Selected text:

BEGIN

# occupancy type for air BnB?



## timitect (May 29, 2018)

I'm converting a single family residence to an air bnb short term rental. Looks to me the occupancy type will be R-3?


----------



## cda (May 29, 2018)

More than likely r-3

Does your city have any regulation on short term?

Not sure you really do a conversion, just start renting it


----------



## cda (May 29, 2018)

Full time rental??


----------



## timitect (May 29, 2018)

ya, owners won't live there. just an investment. short term renters only- few days at a time. 3 bedroom, 1500 sf ft house. everything point towards R-3 to me but I'm just making sure.


----------



## JCraver (May 30, 2018)

Are you doing renovations that are going to require a permit?  It will depend on your jurisdictions zoning/land use regulations as to whether the use is permitted or not, but from a building code standpoint if there's no permitted work being done then it's still a single-family residence.


----------



## timitect (May 30, 2018)

Yes, there's gonna be a remodel and small addition to the house so gonna go in for a building permit. If not, probably wouldn't worry about things but the owner wants to do everything by the book. He's talked with the City already and is being allowed to convert the house to an air bnb. I want to show everything by building code as well, which I always do anyway...


----------



## JCraver (May 30, 2018)

"Being allowed by the City" means they are rezoning it to permit the commercial use, or means that someone in the office said, "Sure, go ahead"?

For your customers sake, I would do everything you can to keep it in the residential code.  If it goes to the Building Code, you're looking at ADA, exits, etc etc etc...


----------



## ADAguy (May 30, 2018)

Do the neighbors know he is doing this? What abut parking?


----------



## Rick18071 (Jun 8, 2018)

May need to sprinker it if changing to R3.


----------

END

Information shown:
BEGIN

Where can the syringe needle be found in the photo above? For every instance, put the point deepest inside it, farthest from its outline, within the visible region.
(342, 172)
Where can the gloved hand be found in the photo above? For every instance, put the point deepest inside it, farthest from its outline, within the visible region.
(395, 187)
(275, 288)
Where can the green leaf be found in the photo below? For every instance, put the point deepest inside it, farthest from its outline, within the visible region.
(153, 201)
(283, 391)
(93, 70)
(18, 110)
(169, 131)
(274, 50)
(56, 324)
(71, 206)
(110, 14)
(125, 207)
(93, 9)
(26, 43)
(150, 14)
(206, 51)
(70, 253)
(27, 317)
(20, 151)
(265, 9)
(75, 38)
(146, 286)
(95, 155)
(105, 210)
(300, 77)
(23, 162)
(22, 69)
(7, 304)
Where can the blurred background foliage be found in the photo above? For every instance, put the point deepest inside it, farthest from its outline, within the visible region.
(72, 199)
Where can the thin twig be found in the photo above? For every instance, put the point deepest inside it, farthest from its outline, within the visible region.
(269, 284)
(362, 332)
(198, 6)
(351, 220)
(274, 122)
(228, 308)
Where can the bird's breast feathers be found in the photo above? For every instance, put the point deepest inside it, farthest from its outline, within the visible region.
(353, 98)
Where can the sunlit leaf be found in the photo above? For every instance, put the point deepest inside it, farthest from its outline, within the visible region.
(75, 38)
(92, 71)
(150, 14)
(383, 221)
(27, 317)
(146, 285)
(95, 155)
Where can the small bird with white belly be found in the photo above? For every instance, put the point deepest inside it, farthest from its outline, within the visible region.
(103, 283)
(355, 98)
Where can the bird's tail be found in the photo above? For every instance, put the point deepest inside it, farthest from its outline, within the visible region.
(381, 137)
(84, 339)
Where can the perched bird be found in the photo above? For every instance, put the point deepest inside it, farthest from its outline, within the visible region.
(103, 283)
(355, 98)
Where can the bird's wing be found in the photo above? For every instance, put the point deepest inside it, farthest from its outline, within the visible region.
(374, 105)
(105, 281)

END

What you need to do:
a - Repeat the part of the Airbnb occupancy thread from "For your customers" to "What abut parking?".
b - Based on the Airbnb occupancy thread, answer yes or no to each statement and quote the words that decide it: (i) The owners will live in the house. (ii) The house has three bedrooms. (iii) The owner will apply for a building permit.

Solutions to the problems:
a -
For your customers sake, I would do everything you can to keep it in the residential code.  If it goes to the Building Code, you're looking at ADA, exits, etc etc etc...


----------



## ADAguy (May 30, 2018)

Do the neighbors know he is doing this? What abut parking?

b -
(i) No: "ya, owners won't live there."
(ii) Yes: "3 bedroom, 1500 sf ft house."
(iii) Yes: "so gonna go in for a building permit."